• Text provided:

-- Start --

Finding an investor will be incredibly difficult, but Weymouth already knew that. Besides, he doesn't want just any investor to throw money at this project. He wants someone who cares about Mississippi.

"The investor who is in the state is doing it for the people here," Weymouth says. "If I get somebody from out of state, they're not going to feel the same as I am about the local people here."

Vellum Wars should be ready to brawl in about six months, Weymouth says.

Weymouth wants to build a hub for future video game developers, filmmakers, musicians and artists to flourish. He wants young people to be proud of their home state, and, in turn, he wants Mississippi to be proud of its creative pioneers. Weymouth wants to show his neighbors, family and friends that there's a bright future in Mississippi's gaming and art scene, if only it's allowed to take root.

-- End --

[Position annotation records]

-- Start --

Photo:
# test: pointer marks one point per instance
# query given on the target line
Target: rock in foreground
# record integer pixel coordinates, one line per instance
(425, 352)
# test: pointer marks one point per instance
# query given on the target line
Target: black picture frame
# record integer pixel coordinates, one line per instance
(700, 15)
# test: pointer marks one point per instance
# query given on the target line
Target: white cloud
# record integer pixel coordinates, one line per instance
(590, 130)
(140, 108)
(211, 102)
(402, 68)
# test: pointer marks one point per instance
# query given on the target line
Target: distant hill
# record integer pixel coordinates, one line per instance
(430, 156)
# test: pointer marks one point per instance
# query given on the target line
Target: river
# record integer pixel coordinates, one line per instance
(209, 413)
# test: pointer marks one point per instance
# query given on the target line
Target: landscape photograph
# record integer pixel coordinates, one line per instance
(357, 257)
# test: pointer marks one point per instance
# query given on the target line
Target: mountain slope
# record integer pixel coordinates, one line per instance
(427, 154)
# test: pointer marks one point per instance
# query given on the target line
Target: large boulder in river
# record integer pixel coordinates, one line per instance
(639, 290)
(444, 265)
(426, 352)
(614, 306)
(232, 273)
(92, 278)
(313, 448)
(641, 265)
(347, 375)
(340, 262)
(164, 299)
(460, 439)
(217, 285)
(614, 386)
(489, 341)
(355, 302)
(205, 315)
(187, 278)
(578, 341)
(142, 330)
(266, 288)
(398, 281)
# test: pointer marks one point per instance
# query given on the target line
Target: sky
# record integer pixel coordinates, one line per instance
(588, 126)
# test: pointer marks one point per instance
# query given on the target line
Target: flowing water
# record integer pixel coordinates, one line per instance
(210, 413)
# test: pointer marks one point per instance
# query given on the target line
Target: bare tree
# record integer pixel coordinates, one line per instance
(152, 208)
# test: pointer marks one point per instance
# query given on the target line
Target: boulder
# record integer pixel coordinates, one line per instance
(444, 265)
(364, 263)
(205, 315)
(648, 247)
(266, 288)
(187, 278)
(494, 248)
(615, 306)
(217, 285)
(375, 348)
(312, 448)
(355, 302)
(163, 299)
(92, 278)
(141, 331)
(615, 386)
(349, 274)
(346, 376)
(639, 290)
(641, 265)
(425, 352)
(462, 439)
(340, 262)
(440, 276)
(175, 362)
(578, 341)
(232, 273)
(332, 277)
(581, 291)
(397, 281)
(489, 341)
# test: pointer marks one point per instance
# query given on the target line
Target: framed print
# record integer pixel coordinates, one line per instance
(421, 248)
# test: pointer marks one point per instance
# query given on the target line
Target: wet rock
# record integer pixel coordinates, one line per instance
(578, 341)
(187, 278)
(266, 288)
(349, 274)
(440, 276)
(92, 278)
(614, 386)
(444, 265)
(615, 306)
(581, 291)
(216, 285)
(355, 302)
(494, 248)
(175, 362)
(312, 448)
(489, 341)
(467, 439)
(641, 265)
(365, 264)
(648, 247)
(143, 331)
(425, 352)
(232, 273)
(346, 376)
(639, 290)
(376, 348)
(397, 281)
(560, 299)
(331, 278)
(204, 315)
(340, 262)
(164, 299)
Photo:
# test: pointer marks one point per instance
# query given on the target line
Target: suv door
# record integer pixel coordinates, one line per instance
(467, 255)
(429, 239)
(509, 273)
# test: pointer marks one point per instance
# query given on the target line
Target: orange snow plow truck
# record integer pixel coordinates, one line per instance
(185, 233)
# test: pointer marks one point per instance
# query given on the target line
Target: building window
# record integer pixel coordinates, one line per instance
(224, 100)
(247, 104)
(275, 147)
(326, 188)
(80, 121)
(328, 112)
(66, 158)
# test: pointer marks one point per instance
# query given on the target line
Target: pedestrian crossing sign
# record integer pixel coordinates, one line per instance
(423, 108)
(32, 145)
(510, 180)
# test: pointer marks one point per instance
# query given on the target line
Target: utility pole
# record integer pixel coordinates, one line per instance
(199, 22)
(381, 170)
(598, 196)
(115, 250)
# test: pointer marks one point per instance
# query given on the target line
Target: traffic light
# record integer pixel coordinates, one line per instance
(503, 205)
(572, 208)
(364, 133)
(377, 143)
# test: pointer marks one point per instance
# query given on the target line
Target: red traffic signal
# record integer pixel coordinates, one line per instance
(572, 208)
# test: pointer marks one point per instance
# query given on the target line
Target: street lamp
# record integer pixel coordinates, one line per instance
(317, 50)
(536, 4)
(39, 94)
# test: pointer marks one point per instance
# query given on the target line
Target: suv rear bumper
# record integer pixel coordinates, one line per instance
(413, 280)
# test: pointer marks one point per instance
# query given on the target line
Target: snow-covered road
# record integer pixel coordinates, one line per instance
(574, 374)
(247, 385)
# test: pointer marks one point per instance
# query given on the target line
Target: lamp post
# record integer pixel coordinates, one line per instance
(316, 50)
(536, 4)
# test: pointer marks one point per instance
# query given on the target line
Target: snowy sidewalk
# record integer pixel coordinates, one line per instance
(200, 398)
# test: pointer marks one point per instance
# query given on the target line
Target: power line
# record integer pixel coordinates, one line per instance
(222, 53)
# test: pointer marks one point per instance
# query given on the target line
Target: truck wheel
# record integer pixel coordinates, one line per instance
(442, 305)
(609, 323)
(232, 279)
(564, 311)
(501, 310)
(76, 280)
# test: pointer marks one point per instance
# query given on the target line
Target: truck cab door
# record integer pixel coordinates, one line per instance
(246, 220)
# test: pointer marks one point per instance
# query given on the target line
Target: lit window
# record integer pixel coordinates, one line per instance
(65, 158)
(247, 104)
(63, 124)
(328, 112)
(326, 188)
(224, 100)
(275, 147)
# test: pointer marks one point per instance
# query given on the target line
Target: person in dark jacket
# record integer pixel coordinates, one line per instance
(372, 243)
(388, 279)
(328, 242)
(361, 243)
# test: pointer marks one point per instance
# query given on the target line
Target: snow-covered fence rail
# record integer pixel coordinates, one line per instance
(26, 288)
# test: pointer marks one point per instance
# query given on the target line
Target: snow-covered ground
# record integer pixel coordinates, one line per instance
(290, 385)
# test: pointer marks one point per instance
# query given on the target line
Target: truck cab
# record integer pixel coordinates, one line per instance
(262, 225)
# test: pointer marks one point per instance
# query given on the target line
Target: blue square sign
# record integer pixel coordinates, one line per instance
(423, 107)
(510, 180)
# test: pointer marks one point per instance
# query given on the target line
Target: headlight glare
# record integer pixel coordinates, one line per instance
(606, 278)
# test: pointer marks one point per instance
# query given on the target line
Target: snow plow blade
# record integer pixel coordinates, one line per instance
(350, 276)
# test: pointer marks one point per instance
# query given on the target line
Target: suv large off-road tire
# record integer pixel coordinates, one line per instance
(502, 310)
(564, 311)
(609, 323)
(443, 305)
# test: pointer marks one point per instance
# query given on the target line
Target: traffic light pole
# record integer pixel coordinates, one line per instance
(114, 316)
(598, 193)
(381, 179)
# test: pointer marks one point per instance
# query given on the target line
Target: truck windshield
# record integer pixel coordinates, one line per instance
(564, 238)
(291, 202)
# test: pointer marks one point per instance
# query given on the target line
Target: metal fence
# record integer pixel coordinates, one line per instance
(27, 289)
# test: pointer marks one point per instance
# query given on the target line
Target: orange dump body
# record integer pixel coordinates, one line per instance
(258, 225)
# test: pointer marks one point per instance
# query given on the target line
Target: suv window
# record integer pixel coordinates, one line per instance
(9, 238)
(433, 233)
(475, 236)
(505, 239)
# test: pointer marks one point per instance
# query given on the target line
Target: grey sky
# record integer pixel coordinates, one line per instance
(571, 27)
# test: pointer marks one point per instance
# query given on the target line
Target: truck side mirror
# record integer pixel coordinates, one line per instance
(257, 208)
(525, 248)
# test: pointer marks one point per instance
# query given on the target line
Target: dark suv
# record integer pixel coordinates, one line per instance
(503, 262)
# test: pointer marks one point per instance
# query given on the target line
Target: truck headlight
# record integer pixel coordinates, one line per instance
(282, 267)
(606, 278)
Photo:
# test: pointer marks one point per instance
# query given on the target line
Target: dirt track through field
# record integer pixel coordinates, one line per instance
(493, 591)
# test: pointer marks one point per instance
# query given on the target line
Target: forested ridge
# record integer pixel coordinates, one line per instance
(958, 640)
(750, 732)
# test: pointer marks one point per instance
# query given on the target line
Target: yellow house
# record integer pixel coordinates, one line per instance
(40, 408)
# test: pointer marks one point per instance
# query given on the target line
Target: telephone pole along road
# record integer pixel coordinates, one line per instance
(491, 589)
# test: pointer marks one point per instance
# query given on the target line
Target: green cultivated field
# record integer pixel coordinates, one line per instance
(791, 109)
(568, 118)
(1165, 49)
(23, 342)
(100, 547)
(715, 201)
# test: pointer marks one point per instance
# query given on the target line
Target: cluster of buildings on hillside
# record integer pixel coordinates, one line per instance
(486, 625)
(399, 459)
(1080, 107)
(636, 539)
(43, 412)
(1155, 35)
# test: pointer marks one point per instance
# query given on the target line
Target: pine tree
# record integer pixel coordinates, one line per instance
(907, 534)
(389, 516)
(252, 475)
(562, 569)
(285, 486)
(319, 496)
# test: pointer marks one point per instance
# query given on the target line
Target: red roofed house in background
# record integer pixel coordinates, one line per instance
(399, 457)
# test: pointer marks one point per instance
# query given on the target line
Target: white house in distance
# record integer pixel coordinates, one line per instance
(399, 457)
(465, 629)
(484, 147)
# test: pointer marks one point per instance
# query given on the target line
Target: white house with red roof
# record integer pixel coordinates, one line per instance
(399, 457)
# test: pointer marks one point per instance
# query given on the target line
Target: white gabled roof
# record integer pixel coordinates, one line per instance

-- End --

• Work required:
Reproduce word for word the full passage above about Weymouth's plans for Vellum Wars and Mississippi's creative scene.

• Result of this task:
Finding an investor will be incredibly difficult, but Weymouth already knew that. Besides, he doesn't want just any investor to throw money at this project. He wants someone who cares about Mississippi.

"The investor who is in the state is doing it for the people here," Weymouth says. "If I get somebody from out of state, they're not going to feel the same as I am about the local people here."

Vellum Wars should be ready to brawl in about six months, Weymouth says.

Weymouth wants to build a hub for future video game developers, filmmakers, musicians and artists to flourish. He wants young people to be proud of their home state, and, in turn, he wants Mississippi to be proud of its creative pioneers. Weymouth wants to show his neighbors, family and friends that there's a bright future in Mississippi's gaming and art scene, if only it's allowed to take root.